## WHAT NEEDS TO BE DONE
Switch "black suv" to "white suv" in everything from the first line down to the line containing "89L256 28L217 27L189", and give those lines back with nothing else changed. Leave the pictures out of your answer.

-.-.-

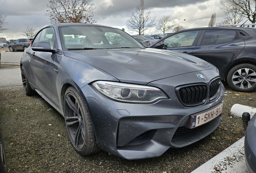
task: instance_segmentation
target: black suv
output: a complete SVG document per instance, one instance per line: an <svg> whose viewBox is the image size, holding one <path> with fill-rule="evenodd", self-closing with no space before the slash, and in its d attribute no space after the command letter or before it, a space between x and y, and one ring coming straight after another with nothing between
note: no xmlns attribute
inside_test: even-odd
<svg viewBox="0 0 256 173"><path fill-rule="evenodd" d="M11 43L12 43L13 42L14 42L15 41L16 41L16 40L9 40L8 41L7 41L7 42L6 43L7 44L9 44Z"/></svg>
<svg viewBox="0 0 256 173"><path fill-rule="evenodd" d="M9 50L13 52L15 50L24 50L28 48L31 44L33 38L19 38L8 45Z"/></svg>
<svg viewBox="0 0 256 173"><path fill-rule="evenodd" d="M256 89L256 28L217 27L189 29L163 38L149 47L187 53L219 69L233 89Z"/></svg>

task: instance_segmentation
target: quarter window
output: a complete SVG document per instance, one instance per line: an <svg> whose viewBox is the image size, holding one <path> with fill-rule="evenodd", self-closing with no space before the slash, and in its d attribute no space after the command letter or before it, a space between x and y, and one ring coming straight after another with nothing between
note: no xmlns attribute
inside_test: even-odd
<svg viewBox="0 0 256 173"><path fill-rule="evenodd" d="M163 41L167 48L190 46L193 45L199 30L184 32L169 37Z"/></svg>
<svg viewBox="0 0 256 173"><path fill-rule="evenodd" d="M228 42L239 39L237 32L232 30L206 30L201 45L213 44Z"/></svg>
<svg viewBox="0 0 256 173"><path fill-rule="evenodd" d="M51 48L56 48L54 34L53 29L51 27L46 28L42 31L39 40L48 40L51 44Z"/></svg>

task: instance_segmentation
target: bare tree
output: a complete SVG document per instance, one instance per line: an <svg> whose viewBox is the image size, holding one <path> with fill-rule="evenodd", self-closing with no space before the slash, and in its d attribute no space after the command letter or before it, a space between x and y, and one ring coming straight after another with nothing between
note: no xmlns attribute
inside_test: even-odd
<svg viewBox="0 0 256 173"><path fill-rule="evenodd" d="M208 24L208 26L214 26L215 22L216 22L216 13L214 12L212 14L210 22L209 22L209 23Z"/></svg>
<svg viewBox="0 0 256 173"><path fill-rule="evenodd" d="M143 7L136 7L126 22L126 27L131 30L138 32L139 35L155 25L156 17L151 17L151 11L145 12L144 10Z"/></svg>
<svg viewBox="0 0 256 173"><path fill-rule="evenodd" d="M4 28L4 25L8 23L8 22L5 22L7 16L7 15L2 16L2 14L0 13L0 33L2 32L3 30L8 29L6 28Z"/></svg>
<svg viewBox="0 0 256 173"><path fill-rule="evenodd" d="M45 13L53 23L93 23L92 0L50 0Z"/></svg>
<svg viewBox="0 0 256 173"><path fill-rule="evenodd" d="M156 24L155 28L159 31L162 31L165 34L165 32L170 30L175 26L174 21L171 22L170 16L164 15Z"/></svg>
<svg viewBox="0 0 256 173"><path fill-rule="evenodd" d="M35 32L35 29L34 29L32 26L27 26L27 28L24 30L22 30L21 35L25 36L27 36L28 38L33 38L36 33L37 32Z"/></svg>
<svg viewBox="0 0 256 173"><path fill-rule="evenodd" d="M179 31L180 30L184 30L185 29L185 28L184 26L182 25L180 25L180 24L178 24L177 26L173 28L173 29L172 30L172 32L175 32Z"/></svg>
<svg viewBox="0 0 256 173"><path fill-rule="evenodd" d="M216 24L216 26L218 26L222 24L230 24L231 22L228 20L223 20L221 21L219 23Z"/></svg>
<svg viewBox="0 0 256 173"><path fill-rule="evenodd" d="M221 7L221 9L225 9L228 12L235 12L238 16L248 18L253 24L256 22L255 0L221 0L220 6Z"/></svg>

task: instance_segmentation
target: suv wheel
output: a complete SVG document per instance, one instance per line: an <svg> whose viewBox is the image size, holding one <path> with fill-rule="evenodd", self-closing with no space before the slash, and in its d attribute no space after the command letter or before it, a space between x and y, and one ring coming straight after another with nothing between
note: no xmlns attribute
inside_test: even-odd
<svg viewBox="0 0 256 173"><path fill-rule="evenodd" d="M10 52L13 52L14 51L12 47L11 46L9 47L9 50L10 50Z"/></svg>
<svg viewBox="0 0 256 173"><path fill-rule="evenodd" d="M238 65L229 71L227 80L234 90L251 92L256 89L256 66L250 64Z"/></svg>

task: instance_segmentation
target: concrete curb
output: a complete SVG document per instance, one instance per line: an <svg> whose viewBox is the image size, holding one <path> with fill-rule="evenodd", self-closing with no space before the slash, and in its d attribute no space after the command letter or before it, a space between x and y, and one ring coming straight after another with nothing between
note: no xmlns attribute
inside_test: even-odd
<svg viewBox="0 0 256 173"><path fill-rule="evenodd" d="M242 118L244 112L248 112L252 117L256 113L256 108L235 104L231 108L230 115ZM244 158L244 143L243 137L191 173L248 173Z"/></svg>
<svg viewBox="0 0 256 173"><path fill-rule="evenodd" d="M191 173L247 173L244 142L243 137Z"/></svg>

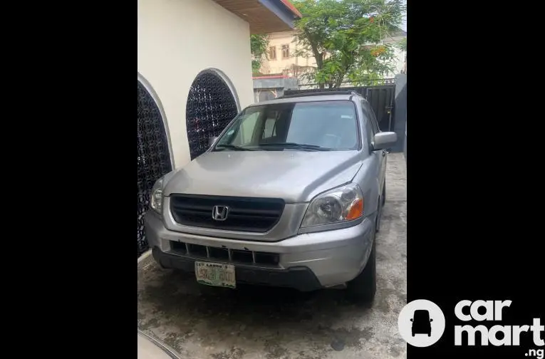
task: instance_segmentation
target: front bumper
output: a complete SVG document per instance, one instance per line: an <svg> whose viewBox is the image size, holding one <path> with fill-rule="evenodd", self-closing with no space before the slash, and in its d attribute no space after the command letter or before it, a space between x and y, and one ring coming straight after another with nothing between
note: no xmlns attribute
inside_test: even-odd
<svg viewBox="0 0 545 359"><path fill-rule="evenodd" d="M188 271L195 260L235 265L237 281L289 286L302 291L334 286L355 278L365 268L372 247L375 226L365 219L355 226L299 234L271 241L245 241L170 231L161 219L148 212L145 217L146 238L155 260L163 266ZM174 247L179 242L207 247L202 255L180 254ZM207 258L208 249L249 251L276 254L274 264L239 263L229 259Z"/></svg>

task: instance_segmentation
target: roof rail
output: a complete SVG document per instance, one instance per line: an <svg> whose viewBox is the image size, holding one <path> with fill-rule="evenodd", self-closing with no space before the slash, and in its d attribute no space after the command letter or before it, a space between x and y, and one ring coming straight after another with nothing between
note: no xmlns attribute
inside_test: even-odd
<svg viewBox="0 0 545 359"><path fill-rule="evenodd" d="M329 95L356 95L358 96L361 96L361 93L359 93L356 91L319 91L319 92L308 92L308 93L294 93L293 95L284 95L282 96L279 96L276 98L298 98L298 97L303 97L303 96L327 96Z"/></svg>

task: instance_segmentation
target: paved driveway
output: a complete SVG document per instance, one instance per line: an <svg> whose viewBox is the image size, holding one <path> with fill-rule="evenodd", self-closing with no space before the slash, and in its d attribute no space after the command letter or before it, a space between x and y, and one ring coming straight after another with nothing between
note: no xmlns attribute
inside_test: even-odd
<svg viewBox="0 0 545 359"><path fill-rule="evenodd" d="M138 328L187 358L405 358L397 325L407 298L405 178L403 154L390 154L372 308L335 289L201 286L148 257L138 264Z"/></svg>

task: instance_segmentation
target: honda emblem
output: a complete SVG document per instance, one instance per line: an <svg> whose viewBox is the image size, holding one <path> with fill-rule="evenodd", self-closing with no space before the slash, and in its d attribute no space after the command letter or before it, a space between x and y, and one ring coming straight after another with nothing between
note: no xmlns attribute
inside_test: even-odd
<svg viewBox="0 0 545 359"><path fill-rule="evenodd" d="M227 206L214 206L212 208L212 219L224 221L227 219L229 207Z"/></svg>

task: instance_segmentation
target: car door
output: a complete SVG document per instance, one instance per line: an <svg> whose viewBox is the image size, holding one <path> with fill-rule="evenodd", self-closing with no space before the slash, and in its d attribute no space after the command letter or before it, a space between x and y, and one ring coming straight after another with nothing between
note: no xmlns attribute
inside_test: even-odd
<svg viewBox="0 0 545 359"><path fill-rule="evenodd" d="M365 101L362 101L362 106L363 108L365 109L365 112L367 112L368 116L369 117L369 119L370 120L370 125L371 125L371 142L375 140L375 135L380 132L380 129L378 127L378 122L377 121L376 117L375 116L375 113L373 110L373 108L371 108L371 106L369 105L369 103ZM386 176L386 154L388 153L388 151L386 150L380 150L378 151L373 151L373 155L377 157L378 163L378 183L380 187L379 188L379 190L380 191L379 193L380 195L382 195L382 190L383 190L383 185L384 184L384 179Z"/></svg>

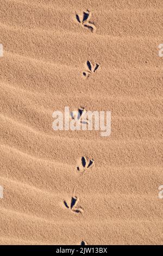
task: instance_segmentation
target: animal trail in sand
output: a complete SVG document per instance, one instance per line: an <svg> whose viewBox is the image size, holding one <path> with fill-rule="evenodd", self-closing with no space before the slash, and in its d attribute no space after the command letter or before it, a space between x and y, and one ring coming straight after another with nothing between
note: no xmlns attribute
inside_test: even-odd
<svg viewBox="0 0 163 256"><path fill-rule="evenodd" d="M76 14L77 21L84 28L90 29L91 32L95 32L96 28L93 22L90 21L92 14L89 10L83 11L82 14Z"/></svg>
<svg viewBox="0 0 163 256"><path fill-rule="evenodd" d="M74 190L73 194L71 197L71 199L68 202L65 200L64 201L64 203L66 208L70 210L72 212L76 214L83 214L83 210L80 206L78 206L78 203L79 201L78 197L74 196Z"/></svg>
<svg viewBox="0 0 163 256"><path fill-rule="evenodd" d="M77 170L80 172L83 173L91 167L92 167L95 164L93 159L90 159L85 156L82 156L80 160L79 164L77 166Z"/></svg>
<svg viewBox="0 0 163 256"><path fill-rule="evenodd" d="M83 72L83 75L86 78L88 78L91 75L93 74L98 69L99 64L96 63L93 65L91 62L87 60L85 65L86 70Z"/></svg>

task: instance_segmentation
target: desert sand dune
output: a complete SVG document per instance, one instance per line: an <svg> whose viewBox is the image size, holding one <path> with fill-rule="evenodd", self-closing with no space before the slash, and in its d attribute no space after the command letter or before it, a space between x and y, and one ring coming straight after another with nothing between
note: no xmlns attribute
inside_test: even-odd
<svg viewBox="0 0 163 256"><path fill-rule="evenodd" d="M163 243L162 4L0 0L0 245ZM54 131L65 106L110 136Z"/></svg>

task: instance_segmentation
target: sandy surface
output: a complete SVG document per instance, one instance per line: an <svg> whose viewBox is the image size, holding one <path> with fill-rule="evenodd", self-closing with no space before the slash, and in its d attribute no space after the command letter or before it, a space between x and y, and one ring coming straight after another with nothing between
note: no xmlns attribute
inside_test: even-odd
<svg viewBox="0 0 163 256"><path fill-rule="evenodd" d="M0 6L0 243L163 244L162 1ZM100 69L84 78L87 60ZM81 106L111 111L110 136L52 129ZM64 203L74 187L82 213Z"/></svg>

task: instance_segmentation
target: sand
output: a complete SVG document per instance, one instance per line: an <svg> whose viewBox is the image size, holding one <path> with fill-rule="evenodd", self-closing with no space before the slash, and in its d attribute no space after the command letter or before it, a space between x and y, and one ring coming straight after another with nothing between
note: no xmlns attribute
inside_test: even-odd
<svg viewBox="0 0 163 256"><path fill-rule="evenodd" d="M162 0L0 6L0 244L162 245ZM54 131L65 106L111 111L111 135Z"/></svg>

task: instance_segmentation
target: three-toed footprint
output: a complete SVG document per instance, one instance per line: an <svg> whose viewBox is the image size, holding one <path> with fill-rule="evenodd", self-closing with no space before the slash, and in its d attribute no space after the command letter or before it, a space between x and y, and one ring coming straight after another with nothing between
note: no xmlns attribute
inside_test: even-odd
<svg viewBox="0 0 163 256"><path fill-rule="evenodd" d="M76 19L83 27L88 28L92 32L94 32L96 28L94 23L90 21L91 16L91 13L87 10L86 11L83 11L82 14L76 14Z"/></svg>
<svg viewBox="0 0 163 256"><path fill-rule="evenodd" d="M78 203L79 201L79 198L75 196L72 196L71 199L64 201L65 206L72 212L76 214L83 214L83 209L80 206L78 206Z"/></svg>
<svg viewBox="0 0 163 256"><path fill-rule="evenodd" d="M95 73L99 68L99 64L96 63L95 65L93 65L91 62L87 60L86 65L86 70L83 72L83 75L86 78L88 78L91 74Z"/></svg>
<svg viewBox="0 0 163 256"><path fill-rule="evenodd" d="M85 156L82 156L79 161L79 164L77 166L77 170L81 172L84 172L89 168L92 167L95 164L93 159L90 159Z"/></svg>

-.-.-

## FINISHED ANSWER
task: instance_segmentation
target: white suv
output: a complete SVG document per instance, one instance per line: an <svg> whose viewBox is the image size, holding one <path> with fill-rule="evenodd", self-closing with no space before the slash, and in its d attribute no space after the command letter or before it, a space between x and y, and one ring coming straight after another with nothing between
note: no xmlns attribute
inside_test: even-odd
<svg viewBox="0 0 256 173"><path fill-rule="evenodd" d="M11 43L12 43L13 42L14 42L15 41L16 41L16 40L9 40L8 41L7 41L7 42L6 43L7 44L9 44Z"/></svg>
<svg viewBox="0 0 256 173"><path fill-rule="evenodd" d="M9 50L13 52L15 50L24 50L28 48L31 44L33 38L19 38L8 45Z"/></svg>
<svg viewBox="0 0 256 173"><path fill-rule="evenodd" d="M256 89L256 28L217 27L189 29L163 38L149 47L187 53L219 69L233 89Z"/></svg>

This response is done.